● **SHORT PROBLEM**:
Leave out the pictures and copy everything else in the entries exactly.

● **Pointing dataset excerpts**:
========================

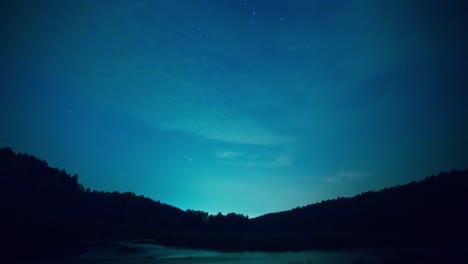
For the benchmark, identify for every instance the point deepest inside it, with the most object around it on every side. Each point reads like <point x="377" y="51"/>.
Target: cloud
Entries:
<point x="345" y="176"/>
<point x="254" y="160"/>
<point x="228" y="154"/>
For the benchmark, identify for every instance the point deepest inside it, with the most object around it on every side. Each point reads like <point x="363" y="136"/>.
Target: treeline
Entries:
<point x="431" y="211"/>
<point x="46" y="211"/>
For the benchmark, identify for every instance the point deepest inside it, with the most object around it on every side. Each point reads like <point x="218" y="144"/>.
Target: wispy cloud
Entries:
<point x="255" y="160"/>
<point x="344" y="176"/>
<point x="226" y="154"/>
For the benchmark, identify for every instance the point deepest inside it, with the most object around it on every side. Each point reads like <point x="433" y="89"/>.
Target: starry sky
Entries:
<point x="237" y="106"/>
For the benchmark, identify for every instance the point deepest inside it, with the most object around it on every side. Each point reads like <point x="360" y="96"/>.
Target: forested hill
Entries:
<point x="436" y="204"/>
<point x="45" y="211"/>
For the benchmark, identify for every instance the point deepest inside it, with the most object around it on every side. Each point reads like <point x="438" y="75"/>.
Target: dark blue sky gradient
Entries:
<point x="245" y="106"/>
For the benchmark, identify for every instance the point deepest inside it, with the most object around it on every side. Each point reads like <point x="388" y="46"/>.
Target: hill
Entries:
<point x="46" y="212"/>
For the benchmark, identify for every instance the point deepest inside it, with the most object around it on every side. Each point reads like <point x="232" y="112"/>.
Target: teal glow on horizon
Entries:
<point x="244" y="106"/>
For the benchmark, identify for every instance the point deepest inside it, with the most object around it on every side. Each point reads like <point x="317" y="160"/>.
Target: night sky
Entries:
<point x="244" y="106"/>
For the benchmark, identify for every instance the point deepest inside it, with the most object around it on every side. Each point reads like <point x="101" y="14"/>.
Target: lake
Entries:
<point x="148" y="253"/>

========================

● **OUTPUT FOR THIS TASK**:
For the benchmark, identify for every instance the point deepest inside it, with the most object around it on every side. Each point reads like <point x="377" y="51"/>.
Target: cloud
Entries:
<point x="345" y="176"/>
<point x="254" y="160"/>
<point x="228" y="154"/>
For the benchmark, identify for every instance the point deepest inside it, with the most object around it on every side. Each point reads like <point x="363" y="136"/>.
Target: treeline
Entries:
<point x="431" y="211"/>
<point x="46" y="211"/>
For the benchmark, identify for every instance the point deepest inside it, with the most object around it on every side. Each point reads like <point x="218" y="144"/>.
Target: wispy cloud
Entries:
<point x="255" y="160"/>
<point x="344" y="176"/>
<point x="226" y="154"/>
For the benchmark, identify for every instance the point deepest inside it, with the most object around it on every side. Each point reads like <point x="433" y="89"/>.
Target: starry sky
Entries:
<point x="237" y="106"/>
For the benchmark, identify for every instance the point deepest inside it, with the most object around it on every side. Each point reads like <point x="360" y="96"/>.
Target: forested hill
Entries:
<point x="436" y="204"/>
<point x="45" y="211"/>
For the benchmark, identify for every instance the point deepest inside it, with the most object around it on every side. Each point reads like <point x="438" y="75"/>.
Target: dark blue sky gradient
Entries:
<point x="245" y="106"/>
For the benchmark, identify for every instance the point deepest inside it, with the most object around it on every side. Each point reads like <point x="388" y="46"/>.
Target: hill
Entries:
<point x="46" y="212"/>
For the benchmark, identify for every instance the point deepest inside it, with the most object around it on every side. Each point reads like <point x="232" y="112"/>.
Target: teal glow on horizon
Entries:
<point x="244" y="106"/>
For the benchmark, identify for every instance the point deepest inside it, with the most object around it on every side. Each point reads like <point x="317" y="160"/>.
Target: night sky
Entries:
<point x="244" y="106"/>
For the benchmark, identify for every instance the point deepest inside it, with the most object around it on every side. Each point reads like <point x="101" y="14"/>.
Target: lake
Entries:
<point x="148" y="253"/>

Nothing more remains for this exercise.